§ **SHORT TASK A**
Starting at the line with "A point marks every instance of the overcast" and continuing through the end of the listing, edit those lines so that "stone-covered" becomes "rocky", with everything else unchanged. Omit the pictures from your answer.

§ **TEXT SHOWN**
Friday, February 20, 2009

I'm in the midst

of fleshing out an essay that treats Blake Butler's Ever (Calamari Press), and Shane Jones's Light Boxes (Publishing Genius Press), specifically, but also touches on a number of other books, writers, presses, and lit mags. I'm working with this earlier post that I wrote, that had to do with how people are saying that the publishing industry's tanking, etc., and how--well, basically how we're saving it, or we are the future of it, and that we're not trashy or cheap like the TIME author likes to think, but that we represent a new literary movement, one that is serious, artistically sound, and vital.

More on that to come. But first, some preliminary notes on the books mentioned above:

Ever: This is a book about insides. With a daring syntax reminiscent of an unfettered Kerouac, a Visions of Cody Kerouac, Butler details the interior of a woman's mind, her house, her perceptions of her neighbors, the inside of light. If you looked up "nuance" in the dictionary in 2010, the entry would contain the full-text of Ever. Subtlety is the game here--potentially surprising to those familiar with Butler's baby-themed stories. The text is set off by architecturally-fascinating pieces by Calamari Press frontman Derek White. Without drawing away from the story, the images move the eye, like light, like a woman and her bathtub titties. At the end of this one, just like the narrator, you'll experience a "slow baptism," the insides of your insides on the outs.

Light Boxes:
Atmospheric a la Marilynne Robinson's Housekeeping. Here's a fresh voice/perspective coming out of the indy-press scene. Shane Jones does not disappoint in this new take on a fairy tale/fantasy. Jones draws you into a cold, flightless, child-filled world where the season never ends, the above-mentioned children drill underground tunnels, and twist the heads of owls, and even the villains are heart-achingly cared-for. This book makes creative use of white space that suggests the snowy planes of its setting. Some of the font play is clever, such as smaller sizes used for characters when they whisper, but probably unnecessary. However, in a Nora Roberts, Denis Johnson (the new, boring, and predictable D.J.), and Stephen King-littered literary world, Jones's voice and insight are a welcomed spring from the winter readers have long been subjected to.

I can't say too much now, since the place this will likely be published doesn't accept work that's previously appeared on blogs. I would like to focus on a 3rd book, and have soem ideas of my own, but if anyone reading this has suggestions, I'd love to hear them.

§ **STORED DATA**

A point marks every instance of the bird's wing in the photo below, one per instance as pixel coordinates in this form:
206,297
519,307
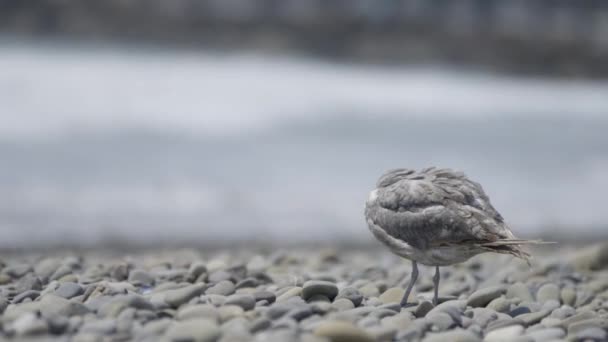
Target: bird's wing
435,207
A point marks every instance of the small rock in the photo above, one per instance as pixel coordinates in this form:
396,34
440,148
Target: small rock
247,302
200,330
546,334
548,292
505,334
52,305
369,290
500,304
224,288
576,327
228,312
568,296
31,294
265,295
519,290
69,290
3,304
340,304
441,321
456,335
177,297
198,311
591,334
423,308
340,331
30,324
319,287
392,295
533,317
99,327
483,296
295,291
140,277
351,294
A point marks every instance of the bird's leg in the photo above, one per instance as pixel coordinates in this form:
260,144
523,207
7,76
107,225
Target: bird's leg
436,283
413,278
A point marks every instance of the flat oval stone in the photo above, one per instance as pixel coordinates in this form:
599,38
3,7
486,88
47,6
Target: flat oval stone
319,287
340,331
483,296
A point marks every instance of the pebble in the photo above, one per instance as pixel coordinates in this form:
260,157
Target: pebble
340,331
519,290
140,277
319,287
546,334
392,295
295,291
177,297
247,302
198,311
341,304
568,296
224,288
548,292
506,334
351,294
69,290
455,335
483,296
533,317
200,330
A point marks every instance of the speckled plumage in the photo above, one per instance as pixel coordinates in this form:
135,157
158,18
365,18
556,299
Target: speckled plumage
437,217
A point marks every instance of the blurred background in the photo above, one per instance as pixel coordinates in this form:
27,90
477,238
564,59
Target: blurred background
145,122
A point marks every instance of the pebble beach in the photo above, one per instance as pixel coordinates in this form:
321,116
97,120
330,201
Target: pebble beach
300,294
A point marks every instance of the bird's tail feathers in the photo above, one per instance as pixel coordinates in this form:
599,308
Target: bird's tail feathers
513,247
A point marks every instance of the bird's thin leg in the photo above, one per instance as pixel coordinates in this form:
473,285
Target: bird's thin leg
436,283
413,278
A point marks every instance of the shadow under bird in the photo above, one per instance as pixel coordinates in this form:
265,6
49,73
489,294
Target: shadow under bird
437,217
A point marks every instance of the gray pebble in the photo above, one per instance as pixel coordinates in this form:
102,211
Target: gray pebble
31,294
504,334
546,334
592,334
177,297
268,296
51,305
533,317
548,292
319,287
247,302
351,294
224,288
441,321
423,308
484,296
69,290
198,311
100,327
341,304
140,277
200,330
29,325
455,335
519,290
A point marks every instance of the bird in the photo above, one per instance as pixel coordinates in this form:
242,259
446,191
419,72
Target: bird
437,217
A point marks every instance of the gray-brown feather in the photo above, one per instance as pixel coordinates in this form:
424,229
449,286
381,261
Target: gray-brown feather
438,207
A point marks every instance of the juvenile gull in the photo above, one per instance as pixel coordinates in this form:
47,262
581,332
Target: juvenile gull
437,217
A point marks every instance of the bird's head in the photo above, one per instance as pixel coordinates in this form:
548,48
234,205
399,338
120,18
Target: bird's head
393,176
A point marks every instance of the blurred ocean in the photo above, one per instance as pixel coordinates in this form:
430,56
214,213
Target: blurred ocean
151,146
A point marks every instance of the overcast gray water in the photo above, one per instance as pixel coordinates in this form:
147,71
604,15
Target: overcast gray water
152,146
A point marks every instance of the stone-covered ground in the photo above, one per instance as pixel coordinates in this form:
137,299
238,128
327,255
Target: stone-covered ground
307,294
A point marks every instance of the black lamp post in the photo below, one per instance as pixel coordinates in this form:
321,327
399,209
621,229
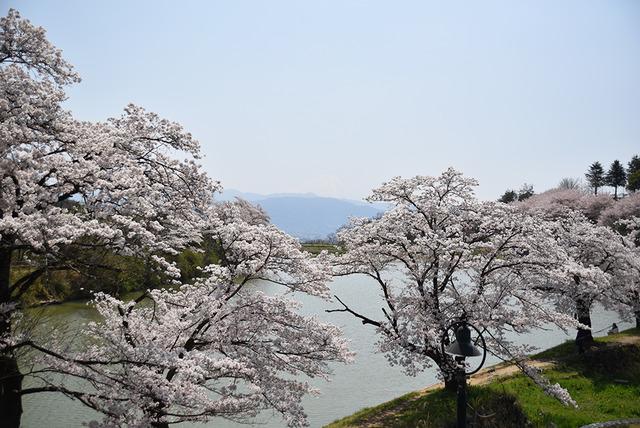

§ **SHORT TASK B**
List every book title named in the blog post about Ever and Light Boxes.

§ **OUTPUT A**
A point marks every instance of the overcast gray water in the photo above, one per instance as pixel coordinates in this form:
147,71
604,15
Target: overcast gray water
152,146
A point marks every instance of the rocky ground in the photo above, one per instance as pixel coordinates in this form:
137,299
238,128
327,255
Target: rocky ground
307,294
A point marks every instance of the black lamp post in the photo below, one per instance as pixel coordinates in this form:
321,327
399,209
621,229

§ **OUTPUT B**
Ever
Light Boxes
Visions of Cody
Housekeeping